--- Start of Source passage ---

Re: [RFC] Heterogeneous memory management (mirror process address space on a device mmu).

linux-fsdevel.vger.kernel.org archive mirror
 help / color / mirror / Atom feed

From: Jerome Glisse <j.glisse@gmail.com>
To: Linus Torvalds <torvalds@linux-foundation.org>
Cc: Peter Zijlstra <peterz@infradead.org>,
	linux-mm <linux-mm@kvack.org>,
	Linux Kernel Mailing List <linux-kernel@vger.kernel.org>,
	linux-fsdevel <linux-fsdevel@vger.kernel.org>,
	Mel Gorman <mgorman@suse.de>, "H. Peter Anvin" <hpa@zytor.com>,
	Andrew Morton <akpm@linux-foundation.org>,
	Linda Wang <lwang@redhat.com>, Kevin E Martin <kem@redhat.com>,
	Jerome Glisse <jglisse@redhat.com>,
	Andrea Arcangeli <aarcange@redhat.com>,
	Johannes Weiner <jweiner@redhat.com>,
	Larry Woodman <lwoodman@redhat.com>,
	Rik van Riel <riel@redhat.com>, Dave Airlie <airlied@redhat.com>,
	Jeff Law <law@redhat.com>, Brendan Conoboy <blc@redhat.com>,
	Joe Donohue <jdonohue@redhat.com>,
	Duncan Poole <dpoole@nvidia.com>,
	Sherry Cheung <SCheung@nvidia.com>,
	Subhash Gutti <sgutti@nvidia.com>,
	John Hubbard <jhubbard@nvidia.com>,
	Mark Hairgrove <mhairgrove@nvidia.com>,
	Lucien Dunning <ldunning@nvidia.com>,
Subject: Re: [RFC] Heterogeneous memory management (mirror process address space on a device mmu).
Date: Tue, 6 May 2014 13:28:55 -0400	[thread overview]
Message-ID: <20140506172853.GF6731@gmail.com> (raw)
In-Reply-To: <CA+55aFweCGWQMSxP09MJMhJ0XySZqvw=QaoUWwsWU4KaqDgOhw@mail.gmail.com>

On Tue, May 06, 2014 at 09:32:16AM -0700, Linus Torvalds wrote:
> On Tue, May 6, 2014 at 9:18 AM, Jerome Glisse <j.glisse@gmail.com> wrote:
> >
> > I do understand that i was pointing out that if i move to, tlb which i
> > am fine with, i will still need to sleep there.
> 
> No can do. The TLB flushing itself is called with a spinlock held, and
> we need to continue to do that.
> 
> Why do you really need to sleep? Because that sounds bogus.

--- End of Source passage ---
--- Start of Provided data ---

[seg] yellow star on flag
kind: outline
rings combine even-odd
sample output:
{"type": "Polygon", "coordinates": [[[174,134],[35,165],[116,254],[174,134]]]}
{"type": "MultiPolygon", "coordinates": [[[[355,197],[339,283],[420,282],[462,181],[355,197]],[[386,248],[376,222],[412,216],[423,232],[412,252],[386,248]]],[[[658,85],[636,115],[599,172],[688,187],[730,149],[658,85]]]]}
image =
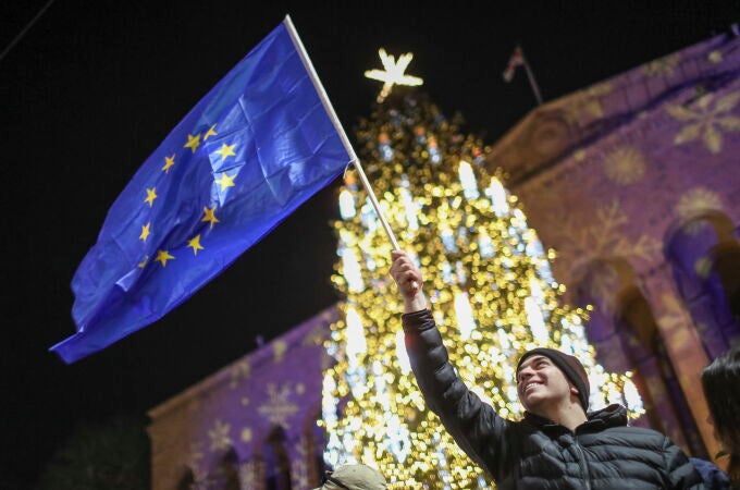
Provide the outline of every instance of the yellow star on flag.
{"type": "Polygon", "coordinates": [[[156,261],[160,262],[162,267],[166,267],[166,261],[174,259],[174,256],[170,255],[168,250],[158,250],[156,261]]]}
{"type": "Polygon", "coordinates": [[[198,250],[206,249],[202,245],[200,245],[200,235],[196,235],[193,240],[188,240],[187,246],[193,248],[193,255],[198,255],[198,250]]]}
{"type": "Polygon", "coordinates": [[[149,207],[152,207],[155,205],[155,199],[157,199],[159,196],[157,195],[157,187],[151,187],[147,189],[147,198],[144,199],[145,203],[149,204],[149,207]]]}
{"type": "Polygon", "coordinates": [[[164,171],[164,173],[170,173],[170,169],[174,164],[175,164],[175,154],[172,154],[172,157],[164,157],[164,167],[162,167],[162,170],[164,171]]]}
{"type": "Polygon", "coordinates": [[[397,62],[395,57],[386,53],[383,48],[378,50],[378,54],[380,54],[380,61],[383,63],[383,70],[368,70],[365,72],[365,76],[368,78],[383,82],[383,88],[378,95],[378,103],[381,103],[391,94],[394,85],[417,86],[423,83],[418,76],[406,75],[404,73],[411,59],[414,59],[414,53],[407,52],[399,56],[397,62]]]}
{"type": "Polygon", "coordinates": [[[200,134],[196,134],[195,136],[193,135],[187,135],[187,143],[183,148],[190,148],[193,152],[195,154],[195,150],[198,149],[200,146],[200,134]]]}
{"type": "Polygon", "coordinates": [[[209,136],[215,136],[217,134],[219,133],[215,132],[215,124],[213,124],[211,127],[208,128],[208,131],[203,135],[203,142],[208,139],[209,136]]]}
{"type": "Polygon", "coordinates": [[[215,217],[215,206],[213,206],[212,208],[203,207],[203,212],[206,213],[206,216],[200,221],[211,223],[211,228],[213,228],[213,225],[219,222],[219,219],[215,217]]]}
{"type": "Polygon", "coordinates": [[[226,145],[225,143],[221,145],[221,148],[215,150],[214,154],[221,157],[221,160],[225,160],[226,157],[236,157],[236,154],[234,152],[234,147],[236,147],[236,143],[233,145],[226,145]]]}
{"type": "Polygon", "coordinates": [[[139,240],[143,240],[144,242],[147,241],[147,238],[149,237],[149,225],[151,225],[151,222],[141,226],[141,234],[139,235],[139,240]]]}
{"type": "Polygon", "coordinates": [[[226,191],[229,187],[236,185],[234,184],[234,179],[236,179],[236,174],[229,176],[226,173],[223,173],[215,183],[221,186],[221,191],[226,191]]]}

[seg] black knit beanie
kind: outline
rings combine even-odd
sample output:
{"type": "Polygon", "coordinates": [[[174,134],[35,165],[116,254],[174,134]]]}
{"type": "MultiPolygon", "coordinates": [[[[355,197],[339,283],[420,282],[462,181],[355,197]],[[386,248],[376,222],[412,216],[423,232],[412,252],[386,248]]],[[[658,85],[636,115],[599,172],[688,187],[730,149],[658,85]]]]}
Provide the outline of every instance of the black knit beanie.
{"type": "Polygon", "coordinates": [[[585,373],[585,369],[583,368],[581,362],[571,355],[565,354],[554,348],[532,348],[531,351],[527,351],[521,356],[521,358],[519,358],[519,364],[517,364],[517,377],[519,376],[519,367],[521,366],[521,363],[523,363],[527,357],[533,356],[535,354],[545,356],[552,360],[553,364],[555,364],[555,366],[557,366],[558,369],[563,371],[565,377],[568,378],[568,381],[574,383],[574,385],[578,389],[578,400],[583,406],[583,412],[588,412],[590,393],[589,375],[585,373]]]}

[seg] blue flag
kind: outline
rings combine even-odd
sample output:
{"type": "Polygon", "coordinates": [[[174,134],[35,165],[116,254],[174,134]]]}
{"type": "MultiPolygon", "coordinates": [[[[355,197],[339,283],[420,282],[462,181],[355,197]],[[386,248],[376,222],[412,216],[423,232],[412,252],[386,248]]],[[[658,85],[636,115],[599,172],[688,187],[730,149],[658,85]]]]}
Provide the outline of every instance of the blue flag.
{"type": "Polygon", "coordinates": [[[158,320],[332,182],[354,151],[320,94],[286,19],[123,189],[72,280],[77,333],[51,351],[72,363],[158,320]]]}

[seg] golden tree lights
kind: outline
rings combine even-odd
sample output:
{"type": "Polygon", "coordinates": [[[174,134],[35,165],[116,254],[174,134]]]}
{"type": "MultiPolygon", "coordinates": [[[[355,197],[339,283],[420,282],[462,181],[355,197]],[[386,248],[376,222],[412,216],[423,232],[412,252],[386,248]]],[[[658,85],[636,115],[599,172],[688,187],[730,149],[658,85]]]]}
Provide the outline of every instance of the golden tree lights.
{"type": "MultiPolygon", "coordinates": [[[[462,380],[498,413],[521,415],[515,372],[538,345],[578,356],[592,407],[642,404],[630,373],[607,373],[585,341],[587,311],[562,305],[565,291],[525,213],[480,166],[483,148],[421,97],[377,106],[357,131],[360,155],[402,247],[416,257],[449,357],[462,380]]],[[[410,371],[402,299],[388,275],[392,245],[351,173],[340,194],[338,261],[332,281],[346,301],[326,348],[323,420],[332,464],[380,468],[390,488],[492,488],[425,409],[410,371]]]]}

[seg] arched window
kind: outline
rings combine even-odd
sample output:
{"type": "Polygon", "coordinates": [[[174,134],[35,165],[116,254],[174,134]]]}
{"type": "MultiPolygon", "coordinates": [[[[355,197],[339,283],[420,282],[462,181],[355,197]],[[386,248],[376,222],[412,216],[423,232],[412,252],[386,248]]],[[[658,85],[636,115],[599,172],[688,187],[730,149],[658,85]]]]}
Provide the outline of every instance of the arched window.
{"type": "Polygon", "coordinates": [[[669,433],[678,444],[686,443],[695,454],[703,454],[689,406],[631,265],[624,258],[596,259],[578,277],[579,305],[593,306],[587,332],[599,362],[607,370],[634,373],[646,412],[636,425],[669,433]]]}
{"type": "Polygon", "coordinates": [[[706,211],[666,235],[664,254],[711,359],[740,343],[740,242],[729,218],[706,211]]]}
{"type": "Polygon", "coordinates": [[[197,490],[195,487],[195,477],[190,468],[185,468],[183,475],[177,480],[177,490],[197,490]]]}
{"type": "Polygon", "coordinates": [[[239,461],[236,452],[231,449],[221,460],[221,478],[223,490],[240,490],[239,485],[239,461]]]}
{"type": "Polygon", "coordinates": [[[292,490],[291,460],[285,450],[285,431],[275,427],[264,445],[267,490],[292,490]]]}
{"type": "Polygon", "coordinates": [[[637,368],[636,384],[646,406],[651,426],[687,445],[694,455],[706,457],[696,424],[659,335],[653,311],[636,285],[619,295],[616,323],[627,354],[637,368]],[[677,433],[682,429],[682,434],[677,433]]]}

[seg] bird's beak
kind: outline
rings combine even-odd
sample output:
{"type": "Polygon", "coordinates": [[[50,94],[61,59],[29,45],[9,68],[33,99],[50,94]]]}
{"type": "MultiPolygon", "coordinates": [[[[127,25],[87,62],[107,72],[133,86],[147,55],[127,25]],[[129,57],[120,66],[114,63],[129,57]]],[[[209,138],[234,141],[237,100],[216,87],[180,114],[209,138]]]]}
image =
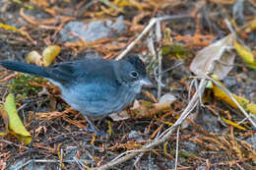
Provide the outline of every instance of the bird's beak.
{"type": "Polygon", "coordinates": [[[149,80],[149,78],[144,78],[140,81],[140,84],[142,85],[146,85],[146,86],[153,86],[152,82],[149,80]]]}

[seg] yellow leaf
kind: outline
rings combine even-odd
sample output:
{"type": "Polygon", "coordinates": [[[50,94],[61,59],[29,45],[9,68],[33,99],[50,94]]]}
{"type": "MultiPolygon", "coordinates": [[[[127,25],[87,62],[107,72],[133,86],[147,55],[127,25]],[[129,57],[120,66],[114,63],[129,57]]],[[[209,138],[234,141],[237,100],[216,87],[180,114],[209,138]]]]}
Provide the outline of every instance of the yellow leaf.
{"type": "Polygon", "coordinates": [[[239,130],[246,131],[245,128],[243,128],[242,126],[236,124],[235,122],[232,122],[232,121],[230,121],[230,120],[227,120],[227,119],[225,119],[225,118],[224,118],[224,117],[222,117],[222,119],[223,119],[226,124],[228,124],[228,125],[231,125],[231,126],[233,126],[233,127],[235,127],[235,128],[238,128],[239,130]]]}
{"type": "Polygon", "coordinates": [[[32,142],[31,134],[24,127],[17,109],[15,105],[15,97],[12,93],[10,93],[6,97],[6,101],[4,103],[4,109],[7,112],[8,120],[9,120],[9,130],[10,133],[16,136],[19,141],[23,142],[26,145],[32,142]]]}
{"type": "Polygon", "coordinates": [[[51,65],[55,57],[59,55],[60,47],[58,45],[52,45],[45,48],[42,52],[42,63],[44,67],[51,65]]]}
{"type": "MultiPolygon", "coordinates": [[[[218,83],[224,88],[225,88],[224,85],[221,82],[218,81],[218,83]]],[[[226,89],[226,90],[228,90],[228,89],[226,89]]],[[[229,98],[229,96],[222,88],[220,88],[218,85],[214,85],[213,91],[214,91],[214,94],[217,98],[220,98],[221,100],[229,104],[231,107],[238,109],[237,105],[232,101],[232,99],[229,98]]],[[[256,104],[255,103],[250,102],[248,99],[246,99],[242,96],[238,96],[238,95],[235,95],[235,94],[232,94],[232,96],[244,108],[245,111],[256,115],[256,104]]]]}

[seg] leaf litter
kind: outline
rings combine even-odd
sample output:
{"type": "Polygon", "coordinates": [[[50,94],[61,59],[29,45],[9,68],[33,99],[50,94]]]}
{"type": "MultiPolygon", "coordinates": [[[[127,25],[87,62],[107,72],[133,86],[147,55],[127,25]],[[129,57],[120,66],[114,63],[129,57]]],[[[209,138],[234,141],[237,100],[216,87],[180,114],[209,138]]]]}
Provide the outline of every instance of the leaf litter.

--- End of Provided data ---

> _What is asked_:
• a. According to the heterogeneous memory management message, why can't the code sleep once it moves to the TLB path?
• b. Pick up the heterogeneous memory management message after its last line and continue it.

> _Answer set_:
• a. The TLB flushing itself is called with a spinlock held, and that needs to stay the case.

• b.
> 
> What you *should* do is send the flush message, and not wait for any
> reply. You can then possibly wait for the result later on: we already
> have this multi-stage TLB flush model (using the "mmu_gather"
> structure) that has three phases:
> 
>  - create mmu_gather (allocate space for batching etc). This can sleep.
>  - do the actual flushing (possibly multiple times). This is the
> "synchronous with the VM" part and cannot sleep.
>  - tear down the mmu_gather data structures and actually free the
> pages we batched. This can sleep.
> 
> and what I think a GPU flush has to do is to do the actual flushes
> when asked to (because that's what it will need to do to work with a
> real TLB eventually), but if there's some crazy asynchronous
> acknowledge thing from hardware, it's possible to perhaps wait for
> that in the final phase (*before* we free the pages we gathered).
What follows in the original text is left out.